→ **Extrait du document**:

╭──

Un vendredi saint de 1712, un navigateur français originaire du Havre, Michel Dubocage, croisait au large du Mexique. Sur sa route, il découvrit une île qu'il appela Île de La Passion. À l'époque, les navigateurs n'étaient pas obligés d'aller à terre pour que leur pays obtienne la souveraineté sur un territoire : une simple description dudit territoire découvert suffisait. C'est ainsi que cette île, qui prit beaucoup plus tard le nom de Clipperton, devint française.
En 1858, Napoléon III décida d'acter définitivement la souveraineté française en prenant officiellement possession de cette île. S'ensuivirent d'âpres discussions avec le Mexique qui revendiquait lui aussi ce territoire. Il occupa Clipperton légalement puis illégalement et cela se termina par le drame dit des « oubliés de Clipperton ». Les deux pays se mirent finalement d'accord en 1910 pour recourir à un arbitrage international. La justice prit son temps puisque ce n'est que vingt et un ans plus tard, en 1931, que l'arbitre, le roi Victor-Emmanuel d'Italie, a rendu sa décision, scellant définitivement la souveraineté française sur cette île. Cette dernière n'a jamais été occupée depuis, à deux exceptions près. En 1944, les Américains s'y sont installés pendant près d'un an et y ont aménagé un petit terrain d'aviation. Ensuite, de 1966 à 1969, l'île a été occupée par les Français dans le cadre des missions militaires Bougainville, liées au lancement des essais nucléaires à Mururoa.
Cette île est la seule possession française du Pacifique Nord, considéré parfois comme pouvant être le centre de gravité du monde au XXIème siècle. Je citerai deux chiffres pour illustrer l'importance de ce territoire : 349 000 kilomètres carrés de zone économique exclusive (ZEE) en France métropolitaine, Corse comprise ; 434 000 kilomètres carrés de ZEE autour de l'île de Clipperton. Sauvegarder notre souveraineté sur cette île représente donc un intérêt géostratégique évident pour notre pays.

╰──

→ **Consigne**: Recopiez le passage de l'extrait sur l'île de Clipperton compris entre « Cette île est » et « pour notre pays. », bornes incluses. Les entrées qui suivent n'ont aucun lien avec l'extrait.

Entrées de la collection:
╭──

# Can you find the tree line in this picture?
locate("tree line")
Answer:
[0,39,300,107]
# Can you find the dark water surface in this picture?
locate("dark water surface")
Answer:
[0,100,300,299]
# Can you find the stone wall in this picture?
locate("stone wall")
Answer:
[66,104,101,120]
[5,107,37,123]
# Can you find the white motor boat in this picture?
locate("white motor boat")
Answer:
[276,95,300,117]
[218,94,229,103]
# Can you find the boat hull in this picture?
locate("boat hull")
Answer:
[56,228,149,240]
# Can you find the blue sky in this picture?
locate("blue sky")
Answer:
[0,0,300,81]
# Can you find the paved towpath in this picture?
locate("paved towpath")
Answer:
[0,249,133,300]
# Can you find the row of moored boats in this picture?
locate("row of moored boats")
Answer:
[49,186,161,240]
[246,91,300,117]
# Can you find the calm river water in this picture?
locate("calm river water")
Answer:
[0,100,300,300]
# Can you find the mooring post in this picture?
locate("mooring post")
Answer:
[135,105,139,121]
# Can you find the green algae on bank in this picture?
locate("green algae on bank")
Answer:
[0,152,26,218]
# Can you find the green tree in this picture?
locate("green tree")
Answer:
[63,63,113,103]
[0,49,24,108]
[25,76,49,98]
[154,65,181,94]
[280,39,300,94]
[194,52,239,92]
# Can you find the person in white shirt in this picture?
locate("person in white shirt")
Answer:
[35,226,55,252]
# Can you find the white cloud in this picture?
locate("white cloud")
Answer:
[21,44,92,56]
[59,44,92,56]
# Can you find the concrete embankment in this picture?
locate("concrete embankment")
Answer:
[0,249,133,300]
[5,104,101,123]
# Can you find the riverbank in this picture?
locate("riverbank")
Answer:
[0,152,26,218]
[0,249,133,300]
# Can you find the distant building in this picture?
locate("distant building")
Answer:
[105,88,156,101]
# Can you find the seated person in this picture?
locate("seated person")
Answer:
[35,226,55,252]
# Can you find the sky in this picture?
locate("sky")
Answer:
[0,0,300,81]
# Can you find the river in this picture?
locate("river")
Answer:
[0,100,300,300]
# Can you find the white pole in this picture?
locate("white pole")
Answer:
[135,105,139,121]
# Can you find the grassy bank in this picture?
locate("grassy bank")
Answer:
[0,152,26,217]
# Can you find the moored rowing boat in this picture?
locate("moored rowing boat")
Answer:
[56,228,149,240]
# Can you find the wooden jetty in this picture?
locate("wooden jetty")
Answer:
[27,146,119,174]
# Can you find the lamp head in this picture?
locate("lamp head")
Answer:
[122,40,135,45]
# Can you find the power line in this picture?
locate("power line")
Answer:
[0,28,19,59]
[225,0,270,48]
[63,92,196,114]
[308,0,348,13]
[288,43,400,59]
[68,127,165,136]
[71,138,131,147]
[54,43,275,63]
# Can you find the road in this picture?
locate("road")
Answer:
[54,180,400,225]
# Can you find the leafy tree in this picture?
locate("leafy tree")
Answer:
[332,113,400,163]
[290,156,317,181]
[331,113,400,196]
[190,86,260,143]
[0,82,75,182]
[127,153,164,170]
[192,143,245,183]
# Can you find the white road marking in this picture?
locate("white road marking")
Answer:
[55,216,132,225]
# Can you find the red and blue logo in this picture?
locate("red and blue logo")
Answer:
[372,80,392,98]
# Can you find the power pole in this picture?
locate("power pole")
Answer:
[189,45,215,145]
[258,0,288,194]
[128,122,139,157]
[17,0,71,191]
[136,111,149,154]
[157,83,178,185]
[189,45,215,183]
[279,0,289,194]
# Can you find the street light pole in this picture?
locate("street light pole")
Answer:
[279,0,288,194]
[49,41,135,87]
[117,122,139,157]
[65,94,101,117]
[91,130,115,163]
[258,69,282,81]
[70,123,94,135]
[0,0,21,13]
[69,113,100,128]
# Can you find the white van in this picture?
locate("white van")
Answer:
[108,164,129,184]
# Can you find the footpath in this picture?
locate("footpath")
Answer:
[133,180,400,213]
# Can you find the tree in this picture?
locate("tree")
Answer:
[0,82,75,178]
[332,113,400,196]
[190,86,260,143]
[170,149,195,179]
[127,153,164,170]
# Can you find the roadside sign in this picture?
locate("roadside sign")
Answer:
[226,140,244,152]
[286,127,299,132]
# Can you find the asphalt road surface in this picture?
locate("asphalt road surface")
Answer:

╰──

→ **Résultat**:
Cette île est la seule possession française du Pacifique Nord, considéré parfois comme pouvant être le centre de gravité du monde au XXIème siècle. Je citerai deux chiffres pour illustrer l'importance de ce territoire : 349 000 kilomètres carrés de zone économique exclusive (ZEE) en France métropolitaine, Corse comprise ; 434 000 kilomètres carrés de ZEE autour de l'île de Clipperton. Sauvegarder notre souveraineté sur cette île représente donc un intérêt géostratégique évident pour notre pays.